Of course you would, but that takes time – a lot more time than it takes to ship a bunch of plants from one continent to another. So fine gardens end up being filled with a bunch of plants that “pests” ignore. But those “pests” just happen to be sustenance for lots of other species. In his book, Bringing Nature Home: How You Can Sustain Wildlife with Native Plants, Tallamay notes that in the 16 days between hatching and fledging, a clutch of Carolina chickadees requires 9000 caterpillars from their parents. Studies of native oak trees have shown that they, on average, support 530 different species of caterpillars and butterflies. Non-native ginko trees (Ginko biloba), on the other hand, support only three. Ginko’s, of course, are just an example of the generic problem. Kousa dogwood (Cornus kousa) supports no native herbivorous insects. Our native flowering dogwood (Cornus florida), on the other hand supports 117 species of moths and butterflies. If all there are in your neighborhood are blemish free ginko and kousa dogwood trees replacing all those tasty natives, where are the chickadees going to go to get enough supper for their chicks? The fact is that a yard full of non-native species will be less biodiverse, its soundscape impoverished of birdsongs, and fewer butterflies will float around the weeding gardener. Unfortunately, what isn’t there is easy to overlook.
In the spirit of full disclosure, I have to admit that I have daffodils popping up all over my yard. And a while ago I planted a kousa dogwood. But that was before I knew about Profesor Tallamay’s interesting findings. Now when I go to a nursery, I at least ask the proprietor whether or not the plant I’m considering is a native – just like I ask my fishmonger about the origins of that good-looking salmon fillet.
So, with apologies to Mr. Wordsworth, may I suggest that had he lived in this country instead of England he might have begun his famous poem this way:
I wandered lonely as a cloud
That floats on high o’er oaks and pine,
When all at once I saw a crowd,
A host. Of native columbine
Beside the lake, beneath the trees,
Fluttering and dancing in the breeze.
“Unfortunately, what isn’t there is easy to overlook.” So true, and such a sad truth. Thank you for the thoughtful post.
After reading this post, I began to think – just what are native plants…. I found this interesting website – http://www.nanps.org/index.php/gardening/plant-catalogue-databse. I notice that asian knotweed and multiflora roses are not on this list…two species I am currently trying to eradicate.
Excellent post! I sort of took it as dogma that native plants were best, but never knew why. I also love the Wordsworth update.

__Detection examples__.

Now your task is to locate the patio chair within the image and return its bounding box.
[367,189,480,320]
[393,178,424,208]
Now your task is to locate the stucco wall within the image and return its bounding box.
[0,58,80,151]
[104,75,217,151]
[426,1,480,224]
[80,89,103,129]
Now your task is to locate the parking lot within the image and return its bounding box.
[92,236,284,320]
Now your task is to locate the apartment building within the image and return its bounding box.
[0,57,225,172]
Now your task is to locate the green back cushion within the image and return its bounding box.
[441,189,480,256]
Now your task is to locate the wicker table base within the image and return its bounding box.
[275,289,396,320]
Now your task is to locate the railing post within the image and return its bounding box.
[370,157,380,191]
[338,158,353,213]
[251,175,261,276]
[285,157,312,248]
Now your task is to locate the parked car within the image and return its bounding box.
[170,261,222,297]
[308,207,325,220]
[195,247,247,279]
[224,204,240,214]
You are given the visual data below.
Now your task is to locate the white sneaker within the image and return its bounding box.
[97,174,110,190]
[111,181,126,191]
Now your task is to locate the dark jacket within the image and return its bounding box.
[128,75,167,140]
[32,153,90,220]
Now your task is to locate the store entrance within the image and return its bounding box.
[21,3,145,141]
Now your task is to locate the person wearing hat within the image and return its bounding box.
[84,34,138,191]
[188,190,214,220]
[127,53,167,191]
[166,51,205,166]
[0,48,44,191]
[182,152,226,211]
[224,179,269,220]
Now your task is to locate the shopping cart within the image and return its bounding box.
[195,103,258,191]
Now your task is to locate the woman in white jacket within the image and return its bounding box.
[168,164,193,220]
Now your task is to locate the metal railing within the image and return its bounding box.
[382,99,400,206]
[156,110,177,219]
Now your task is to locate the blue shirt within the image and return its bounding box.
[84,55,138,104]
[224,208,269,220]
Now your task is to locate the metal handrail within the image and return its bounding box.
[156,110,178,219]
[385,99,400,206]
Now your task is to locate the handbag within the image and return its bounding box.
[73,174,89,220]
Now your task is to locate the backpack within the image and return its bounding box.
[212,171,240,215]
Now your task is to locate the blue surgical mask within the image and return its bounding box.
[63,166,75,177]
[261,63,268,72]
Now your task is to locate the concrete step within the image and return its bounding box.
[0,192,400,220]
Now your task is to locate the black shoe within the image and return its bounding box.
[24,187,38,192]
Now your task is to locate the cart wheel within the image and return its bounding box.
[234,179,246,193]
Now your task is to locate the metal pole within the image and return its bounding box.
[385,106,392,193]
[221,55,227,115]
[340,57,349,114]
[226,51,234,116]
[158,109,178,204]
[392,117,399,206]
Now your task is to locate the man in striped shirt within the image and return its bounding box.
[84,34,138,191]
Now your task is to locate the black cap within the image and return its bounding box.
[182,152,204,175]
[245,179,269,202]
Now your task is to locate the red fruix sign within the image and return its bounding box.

__WRITTEN PROBLEM A__.
According to the post on native plants, how many caterpillars does a clutch of Carolina chickadees need from its parents between hatching and fledging?
__WRITTEN PROBLEM B__.
Quote the post on native plants word for word, from "After reading this" up to and including "trying to eradicate.".

__WRITTEN RESPONSE A__.
9000 caterpillars, over the 16 days between hatching and fledging.

__WRITTEN RESPONSE B__.
After reading this post, I began to think – just what are native plants…. I found this interesting website – http://www.nanps.org/index.php/gardening/plant-catalogue-databse. I notice that asian knotweed and multiflora roses are not on this list…two species I am currently trying to eradicate.